Written problem: Arrange the entries in the part that opens with the line containing "Objective — a point for each instance of the baseboard" and runs through the end of the entries as a two-column CSV with the header instruction,response. Give one row per entry, putting its text and its answer each in a single quoted field and replacing line breaks with spaces.

********

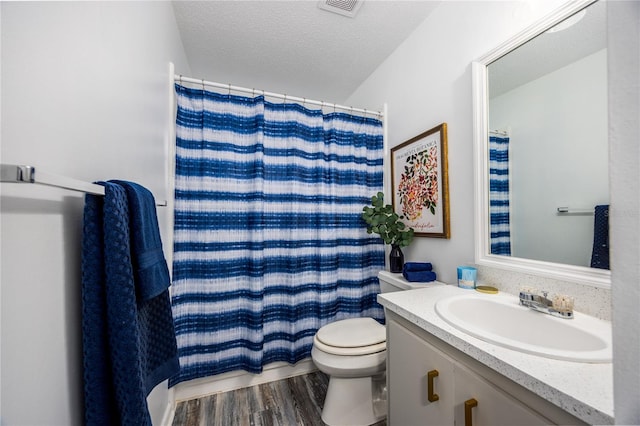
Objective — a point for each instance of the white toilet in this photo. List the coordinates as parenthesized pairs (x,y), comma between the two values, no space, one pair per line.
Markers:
(353,353)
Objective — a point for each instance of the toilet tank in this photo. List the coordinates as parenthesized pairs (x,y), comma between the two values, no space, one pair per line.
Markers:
(390,282)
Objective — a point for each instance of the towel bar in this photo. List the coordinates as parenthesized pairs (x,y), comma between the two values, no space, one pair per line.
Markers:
(11,173)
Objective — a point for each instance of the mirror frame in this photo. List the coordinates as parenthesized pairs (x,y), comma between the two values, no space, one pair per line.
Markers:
(579,274)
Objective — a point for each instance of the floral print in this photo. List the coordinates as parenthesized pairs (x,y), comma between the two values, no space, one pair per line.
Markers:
(418,187)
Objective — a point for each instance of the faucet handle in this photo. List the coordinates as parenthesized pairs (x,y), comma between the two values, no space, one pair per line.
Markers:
(563,303)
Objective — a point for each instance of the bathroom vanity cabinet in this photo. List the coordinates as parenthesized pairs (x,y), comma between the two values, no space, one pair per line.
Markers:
(431,382)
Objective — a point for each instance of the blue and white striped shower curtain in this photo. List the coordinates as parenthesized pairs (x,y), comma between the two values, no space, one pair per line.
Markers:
(499,205)
(269,243)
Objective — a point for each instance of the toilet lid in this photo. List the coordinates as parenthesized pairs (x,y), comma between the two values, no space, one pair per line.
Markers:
(352,333)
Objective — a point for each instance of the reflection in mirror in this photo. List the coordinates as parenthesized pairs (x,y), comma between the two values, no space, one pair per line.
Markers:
(541,140)
(548,142)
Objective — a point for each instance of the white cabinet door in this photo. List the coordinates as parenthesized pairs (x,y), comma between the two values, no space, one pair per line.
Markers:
(492,406)
(410,361)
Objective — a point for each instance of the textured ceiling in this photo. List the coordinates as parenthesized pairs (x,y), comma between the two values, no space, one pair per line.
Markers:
(550,51)
(293,47)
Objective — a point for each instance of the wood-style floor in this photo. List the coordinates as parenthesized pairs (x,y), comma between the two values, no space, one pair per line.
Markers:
(294,401)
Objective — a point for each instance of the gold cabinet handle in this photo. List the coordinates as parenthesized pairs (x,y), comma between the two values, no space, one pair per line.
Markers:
(431,396)
(468,406)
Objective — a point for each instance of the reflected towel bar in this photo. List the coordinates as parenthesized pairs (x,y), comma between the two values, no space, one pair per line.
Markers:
(567,210)
(11,173)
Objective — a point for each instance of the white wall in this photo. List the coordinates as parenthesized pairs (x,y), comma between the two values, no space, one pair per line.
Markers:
(624,153)
(85,94)
(427,81)
(562,163)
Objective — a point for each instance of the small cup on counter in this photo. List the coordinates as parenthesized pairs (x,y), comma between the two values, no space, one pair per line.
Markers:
(467,277)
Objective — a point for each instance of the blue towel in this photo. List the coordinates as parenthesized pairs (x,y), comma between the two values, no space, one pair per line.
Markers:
(419,276)
(417,267)
(152,274)
(600,250)
(128,334)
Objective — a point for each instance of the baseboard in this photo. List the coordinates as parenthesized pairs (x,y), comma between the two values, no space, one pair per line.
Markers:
(239,379)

********

Written solution:
instruction,response
"Objective — a point for each instance of the baseboard in this photo. List the coordinates as parenthesized pairs (x,y), comma between the two values, no space, one pair per line. Markers:","(239,379)"